▶ **DOCUMENTO**:
Direto do Carf

Elementos configuradores da falsidade da declaração

Autor

  • Ludmila Mara Monteiro de Oliveira

    é doutora em Direito Tributário pela UFMG com período de investigação na McGill University conselheira titular integrante da 2ª Turma Ordinária da 2ª Câmara da 2ª Seção do Carf e professora de Direito Tributário da pós-graduação da PUC-Minas.

18 de novembro de 2020, 8h00

Não poderia esta coluna de estreia na já tradicional Direto do Carf ser lançada em momento mais oportuno: a honra em integrar o Carf pelos dois anos que neste mês se completam é agora maximizada por, rodeada de juristas de notório brilhantismo, poder oferecer aos leitores da ConJur um panorama sobre os temas palpitantes debatidos no âmbito da 2ª Seção, principalmente.

Spacca
Já há alguns anos, o tratamento conferido pelos julgadores às sanções tributárias muito me intriga[1] e, quiçá, temática das mais áridas e controversas em sede de processo administrativo fiscal federal diga respeito à delimitação do conceito de falsidade, que faz atrair a aplicação da multa isolada em dobro, na alíquota de 150%. É que o § 10 do artigo 89 da Lei nº 8.212/91 determina que, "[n]a hipótese de compensação indevida, quando se comprove falsidade da declaração apresentada pelo sujeito passivo, o contribuinte estará sujeito à multa isolada aplicada (…) em dobro".

Diante de declarações inexatas, nos termos do inciso I do artigo 44 da Lei nº 9.430/96, aplicável a multa de 75%; entretanto, comprovada a falsidade na declaração, será a sanção de 150%.

As situações fáticas ensejadoras da aplicação da multa, ora sob exame, se descortinam com as mais variadas nuances, que vão desde a compensação com créditos jamais existentes[2] e aquelas realizadas ao arrepio da norma inserta no artigo 170-A do CTN, até a que torna imprescindível o debate de teses sobre a incidência de contribuições previdenciárias sobre determinada parcela, cuja natureza se mostra deveras controvertida. Sem a pretensão de pormenorizar o plexo de especificidades de cada caso concreto, inarredável à correta realização do processo de distinguishing, o objetivo é demonstrar ser a jurisprudência desuniforme por partirem os julgadores de premissas díspares quanto à melhor exegese da expressão falsidade contida no § 10 do art. 89 da Lei nº 8.212/91.

▶ **REGISTROS DE DADOS**:
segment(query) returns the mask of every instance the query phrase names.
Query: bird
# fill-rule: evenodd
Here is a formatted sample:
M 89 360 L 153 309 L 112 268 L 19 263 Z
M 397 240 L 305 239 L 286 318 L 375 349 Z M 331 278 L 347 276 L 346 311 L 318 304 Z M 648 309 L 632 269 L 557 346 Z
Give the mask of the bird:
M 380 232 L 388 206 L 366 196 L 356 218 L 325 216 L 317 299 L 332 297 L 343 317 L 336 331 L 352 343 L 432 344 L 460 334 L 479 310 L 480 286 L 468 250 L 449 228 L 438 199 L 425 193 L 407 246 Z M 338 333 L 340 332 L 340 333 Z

▶ **ENUNCIADO DA TAREFA**:
Liste todos os dispositivos legais citados na coluna sobre a falsidade da declaração, informando o artigo e o diploma de cada um.

▶ **RESULTADO DO EXERCÍCIO**:
- § 10 do artigo 89 da Lei nº 8.212/91
- Inciso I do artigo 44 da Lei nº 9.430/96
- Artigo 170-A do CTN